** ZEILEN **
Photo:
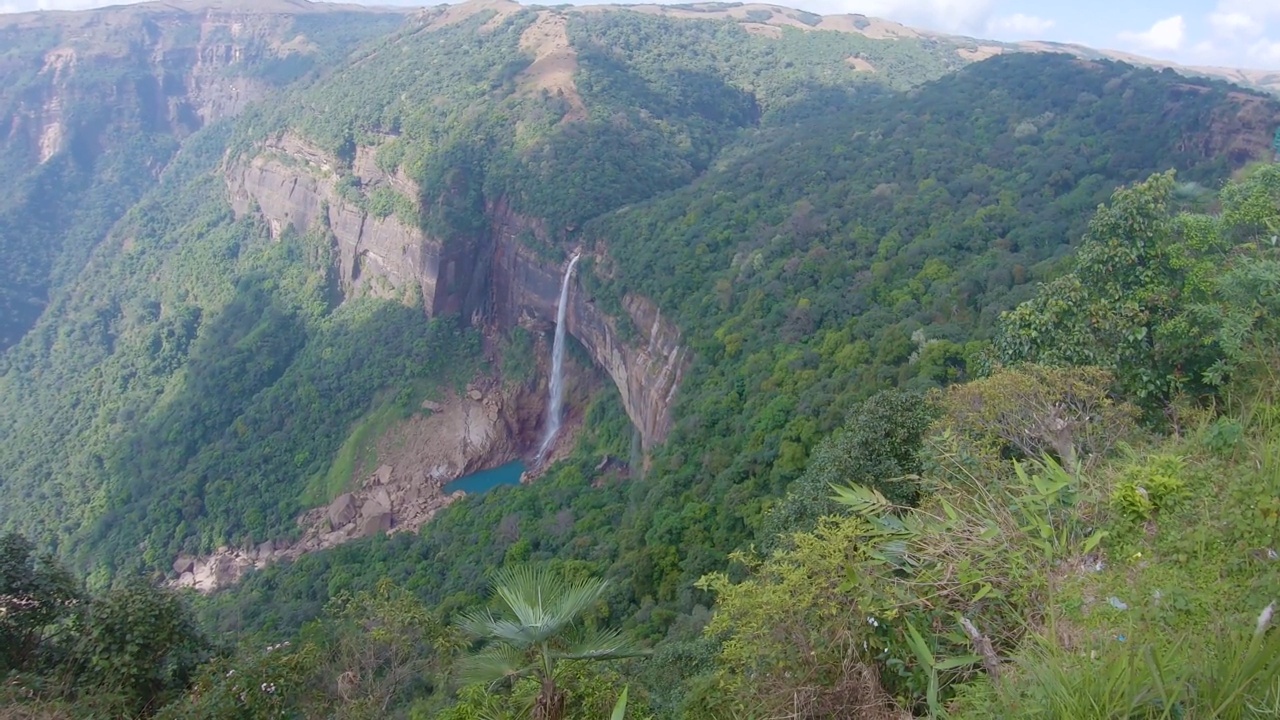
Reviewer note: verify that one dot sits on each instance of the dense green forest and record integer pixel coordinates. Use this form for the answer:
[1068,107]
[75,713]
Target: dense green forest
[981,411]
[1027,543]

** DEINE AUFGABE **
Ordne alle Zeilen oben als JSON-Liste von Zeichenketten an, mit einer Zeichenkette pro Zeile und ohne Leerzeilen. Lass die Bilder in deiner Antwort weg.

** VOLLSTÄNDIGE ANTWORT **
[
  "Photo:",
  "Reviewer note: verify that one dot sits on each instance of the dense green forest and record integer pixel coordinates. Use this form for the answer:",
  "[1068,107]",
  "[75,713]",
  "Target: dense green forest",
  "[981,411]",
  "[1027,543]"
]